● THE INPUT
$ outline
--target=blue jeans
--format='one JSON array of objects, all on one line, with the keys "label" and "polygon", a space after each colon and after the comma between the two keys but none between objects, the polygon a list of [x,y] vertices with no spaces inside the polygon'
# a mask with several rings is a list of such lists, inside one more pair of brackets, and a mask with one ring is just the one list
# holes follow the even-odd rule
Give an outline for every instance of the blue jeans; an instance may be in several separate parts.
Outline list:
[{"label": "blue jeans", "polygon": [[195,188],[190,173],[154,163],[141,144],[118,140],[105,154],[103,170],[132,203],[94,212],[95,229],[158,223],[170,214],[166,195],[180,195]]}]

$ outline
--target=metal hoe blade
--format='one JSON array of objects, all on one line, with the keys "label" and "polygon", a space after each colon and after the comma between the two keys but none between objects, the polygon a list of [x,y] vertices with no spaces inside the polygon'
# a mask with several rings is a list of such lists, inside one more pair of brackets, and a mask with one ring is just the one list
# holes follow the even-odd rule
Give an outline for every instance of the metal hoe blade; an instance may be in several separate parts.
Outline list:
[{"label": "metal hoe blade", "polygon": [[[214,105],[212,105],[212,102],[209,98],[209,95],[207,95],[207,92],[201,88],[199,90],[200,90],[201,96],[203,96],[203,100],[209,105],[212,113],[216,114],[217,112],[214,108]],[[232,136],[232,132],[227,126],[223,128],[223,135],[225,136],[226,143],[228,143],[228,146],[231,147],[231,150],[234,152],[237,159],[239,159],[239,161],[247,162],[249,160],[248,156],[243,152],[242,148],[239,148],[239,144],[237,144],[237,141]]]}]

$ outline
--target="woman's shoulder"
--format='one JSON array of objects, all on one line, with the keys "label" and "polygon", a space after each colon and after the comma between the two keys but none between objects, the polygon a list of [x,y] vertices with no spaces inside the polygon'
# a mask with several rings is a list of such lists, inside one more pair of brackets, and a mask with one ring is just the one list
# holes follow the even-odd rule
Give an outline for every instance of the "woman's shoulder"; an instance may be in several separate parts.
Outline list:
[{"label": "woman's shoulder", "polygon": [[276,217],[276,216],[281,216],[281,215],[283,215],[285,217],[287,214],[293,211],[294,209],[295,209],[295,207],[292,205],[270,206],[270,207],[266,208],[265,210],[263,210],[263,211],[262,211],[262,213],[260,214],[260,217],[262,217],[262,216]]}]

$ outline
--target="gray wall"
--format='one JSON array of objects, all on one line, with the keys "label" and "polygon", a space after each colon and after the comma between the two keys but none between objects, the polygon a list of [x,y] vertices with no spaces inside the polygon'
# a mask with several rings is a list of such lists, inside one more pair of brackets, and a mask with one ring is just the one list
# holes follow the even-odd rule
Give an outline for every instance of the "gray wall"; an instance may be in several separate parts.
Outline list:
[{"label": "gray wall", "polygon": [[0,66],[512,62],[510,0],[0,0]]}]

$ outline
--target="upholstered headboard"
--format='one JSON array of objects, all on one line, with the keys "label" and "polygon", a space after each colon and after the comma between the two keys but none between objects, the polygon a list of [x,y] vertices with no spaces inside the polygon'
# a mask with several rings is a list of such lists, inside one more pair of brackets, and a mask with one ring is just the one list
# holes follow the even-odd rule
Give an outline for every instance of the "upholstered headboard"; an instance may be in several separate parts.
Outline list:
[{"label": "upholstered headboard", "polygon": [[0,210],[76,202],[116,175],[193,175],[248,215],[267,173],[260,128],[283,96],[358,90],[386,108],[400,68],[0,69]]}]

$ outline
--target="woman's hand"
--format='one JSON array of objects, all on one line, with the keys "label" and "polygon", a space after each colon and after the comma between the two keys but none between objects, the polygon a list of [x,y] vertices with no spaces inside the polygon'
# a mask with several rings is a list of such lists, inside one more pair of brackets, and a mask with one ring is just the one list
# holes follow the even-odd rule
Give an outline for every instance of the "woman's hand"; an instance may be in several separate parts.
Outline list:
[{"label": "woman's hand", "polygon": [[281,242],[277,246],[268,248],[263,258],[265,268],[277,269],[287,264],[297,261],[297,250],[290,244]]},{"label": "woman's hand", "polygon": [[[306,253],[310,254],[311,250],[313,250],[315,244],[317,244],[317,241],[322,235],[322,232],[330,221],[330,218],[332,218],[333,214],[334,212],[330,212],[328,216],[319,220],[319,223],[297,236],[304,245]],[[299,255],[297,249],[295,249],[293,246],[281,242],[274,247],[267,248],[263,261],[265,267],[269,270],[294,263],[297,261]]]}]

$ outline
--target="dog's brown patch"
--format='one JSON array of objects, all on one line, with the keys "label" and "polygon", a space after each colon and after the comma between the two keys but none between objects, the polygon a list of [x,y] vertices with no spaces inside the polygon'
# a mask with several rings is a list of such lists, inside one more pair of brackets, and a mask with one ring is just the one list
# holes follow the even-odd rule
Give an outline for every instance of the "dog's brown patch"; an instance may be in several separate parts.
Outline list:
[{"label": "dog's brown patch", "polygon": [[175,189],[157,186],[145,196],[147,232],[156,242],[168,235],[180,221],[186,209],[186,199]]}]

● WHAT THIS TASK INVOLVES
Return every line of the data that contains the string "patch", with case counting.

● RESULT OF THE TASK
--target="dog's brown patch"
Give an outline for every instance of the "dog's brown patch"; an instance may be in several separate parts.
[{"label": "dog's brown patch", "polygon": [[175,189],[157,186],[145,196],[147,232],[156,242],[168,235],[180,221],[186,209],[186,199]]}]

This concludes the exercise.